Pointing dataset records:
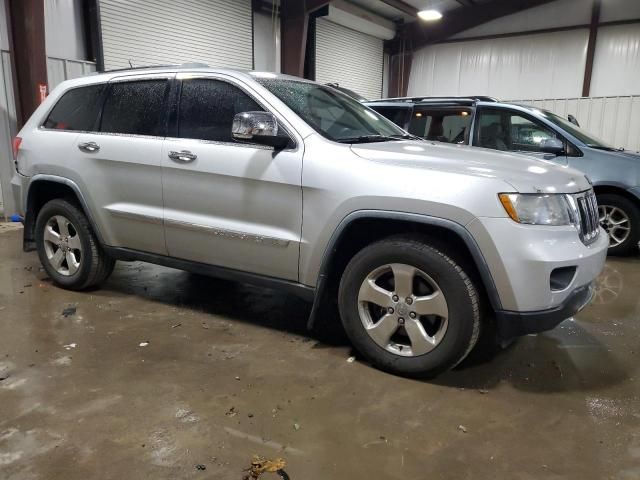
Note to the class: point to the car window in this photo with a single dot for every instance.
(135, 108)
(450, 125)
(333, 114)
(207, 108)
(510, 131)
(76, 110)
(396, 115)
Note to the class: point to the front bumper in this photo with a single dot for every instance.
(19, 185)
(515, 324)
(523, 258)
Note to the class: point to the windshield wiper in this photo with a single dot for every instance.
(369, 139)
(406, 136)
(602, 147)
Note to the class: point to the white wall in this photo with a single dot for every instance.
(536, 66)
(616, 67)
(559, 13)
(616, 120)
(266, 42)
(532, 66)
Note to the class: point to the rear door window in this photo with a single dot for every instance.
(77, 109)
(207, 108)
(136, 108)
(502, 129)
(449, 125)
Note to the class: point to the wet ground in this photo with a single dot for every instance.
(161, 371)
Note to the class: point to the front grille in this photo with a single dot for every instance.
(586, 207)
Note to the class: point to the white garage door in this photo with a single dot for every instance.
(156, 32)
(350, 58)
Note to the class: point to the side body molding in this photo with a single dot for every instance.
(458, 229)
(30, 221)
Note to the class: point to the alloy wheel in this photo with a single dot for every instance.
(403, 309)
(62, 245)
(616, 223)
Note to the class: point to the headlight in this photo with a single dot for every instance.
(538, 209)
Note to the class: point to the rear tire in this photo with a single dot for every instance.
(419, 327)
(620, 217)
(68, 249)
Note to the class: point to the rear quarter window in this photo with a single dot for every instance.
(77, 109)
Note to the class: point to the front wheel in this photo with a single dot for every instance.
(408, 307)
(621, 220)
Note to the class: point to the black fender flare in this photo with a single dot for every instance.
(29, 218)
(454, 227)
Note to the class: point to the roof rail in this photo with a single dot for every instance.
(151, 67)
(478, 98)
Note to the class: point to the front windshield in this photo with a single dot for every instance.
(333, 114)
(586, 138)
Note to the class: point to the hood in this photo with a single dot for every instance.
(628, 156)
(524, 174)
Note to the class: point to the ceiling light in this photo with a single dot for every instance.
(429, 15)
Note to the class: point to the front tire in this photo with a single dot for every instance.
(409, 308)
(68, 249)
(620, 218)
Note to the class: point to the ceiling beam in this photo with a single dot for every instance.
(403, 7)
(419, 34)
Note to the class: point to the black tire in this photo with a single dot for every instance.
(631, 210)
(95, 265)
(462, 298)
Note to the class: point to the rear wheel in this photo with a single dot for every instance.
(621, 220)
(408, 307)
(68, 248)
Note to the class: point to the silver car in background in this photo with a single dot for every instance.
(488, 123)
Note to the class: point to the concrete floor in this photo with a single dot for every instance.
(229, 371)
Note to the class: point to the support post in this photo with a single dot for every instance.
(294, 33)
(591, 48)
(29, 57)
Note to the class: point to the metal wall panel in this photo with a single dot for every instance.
(147, 32)
(616, 66)
(352, 59)
(531, 66)
(616, 120)
(8, 130)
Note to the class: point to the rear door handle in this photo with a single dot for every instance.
(184, 156)
(89, 147)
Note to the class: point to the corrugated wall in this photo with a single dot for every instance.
(146, 32)
(616, 120)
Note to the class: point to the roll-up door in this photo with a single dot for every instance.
(156, 32)
(350, 58)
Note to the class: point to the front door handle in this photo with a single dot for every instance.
(185, 156)
(89, 147)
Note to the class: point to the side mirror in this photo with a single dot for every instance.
(552, 145)
(258, 127)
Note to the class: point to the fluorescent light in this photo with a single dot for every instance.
(429, 15)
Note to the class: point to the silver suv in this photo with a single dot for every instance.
(485, 122)
(282, 182)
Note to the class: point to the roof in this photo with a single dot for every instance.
(426, 99)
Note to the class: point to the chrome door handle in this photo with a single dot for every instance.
(89, 147)
(185, 156)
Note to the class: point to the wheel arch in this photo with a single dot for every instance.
(364, 227)
(43, 188)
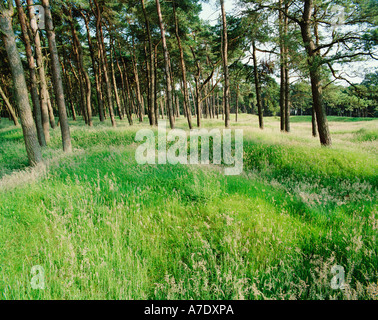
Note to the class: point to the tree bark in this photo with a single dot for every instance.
(57, 79)
(226, 94)
(80, 63)
(11, 110)
(104, 62)
(167, 71)
(33, 148)
(44, 93)
(258, 88)
(314, 59)
(183, 71)
(151, 70)
(33, 76)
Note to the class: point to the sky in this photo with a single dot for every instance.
(356, 71)
(211, 11)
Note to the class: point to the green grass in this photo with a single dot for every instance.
(103, 227)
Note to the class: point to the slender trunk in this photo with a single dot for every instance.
(315, 74)
(314, 127)
(151, 70)
(33, 75)
(118, 100)
(125, 92)
(226, 95)
(137, 84)
(57, 79)
(258, 88)
(87, 90)
(96, 69)
(237, 102)
(11, 110)
(104, 62)
(33, 148)
(167, 73)
(183, 71)
(44, 93)
(282, 68)
(286, 67)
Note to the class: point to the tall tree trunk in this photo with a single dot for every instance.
(96, 68)
(287, 77)
(282, 67)
(104, 62)
(151, 70)
(313, 121)
(137, 84)
(44, 93)
(226, 94)
(167, 71)
(87, 90)
(33, 76)
(57, 79)
(33, 148)
(118, 100)
(237, 102)
(125, 92)
(183, 71)
(258, 88)
(314, 60)
(11, 111)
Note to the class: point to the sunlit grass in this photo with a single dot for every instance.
(104, 227)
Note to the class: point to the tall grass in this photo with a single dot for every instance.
(104, 227)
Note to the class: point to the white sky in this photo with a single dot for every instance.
(211, 10)
(356, 71)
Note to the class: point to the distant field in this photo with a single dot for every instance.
(104, 227)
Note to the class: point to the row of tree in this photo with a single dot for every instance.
(137, 59)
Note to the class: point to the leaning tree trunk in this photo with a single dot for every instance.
(95, 69)
(286, 70)
(152, 68)
(183, 71)
(282, 67)
(33, 76)
(314, 60)
(11, 111)
(84, 74)
(104, 61)
(258, 88)
(57, 79)
(33, 148)
(167, 71)
(226, 94)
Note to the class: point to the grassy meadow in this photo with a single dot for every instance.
(104, 227)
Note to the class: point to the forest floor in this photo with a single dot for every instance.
(104, 227)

> _What you are asked to do_
Can you write out again every line of the material, starting with the line containing "Note to the class: point to the row" and going on through the end, keeping the requests as they are? Scale each point coordinate in the answers by 1.55 and round it to a whole number, with halves rounded up.

> _Written reply_
Note to the class: point to the row of tree in this photo with a single dot for every instance.
(212, 91)
Note to the class: point to the leaning tree trunk in this photo with a single dot for every instance.
(147, 107)
(443, 109)
(236, 105)
(284, 110)
(437, 104)
(51, 118)
(487, 93)
(17, 172)
(130, 115)
(161, 95)
(400, 136)
(88, 122)
(51, 229)
(259, 110)
(350, 146)
Note to the class: point to the grassy meadow in this photo with a single dot for every instance.
(161, 352)
Note to the class: point to the forest floor in this photo with a single dot for every instance.
(161, 352)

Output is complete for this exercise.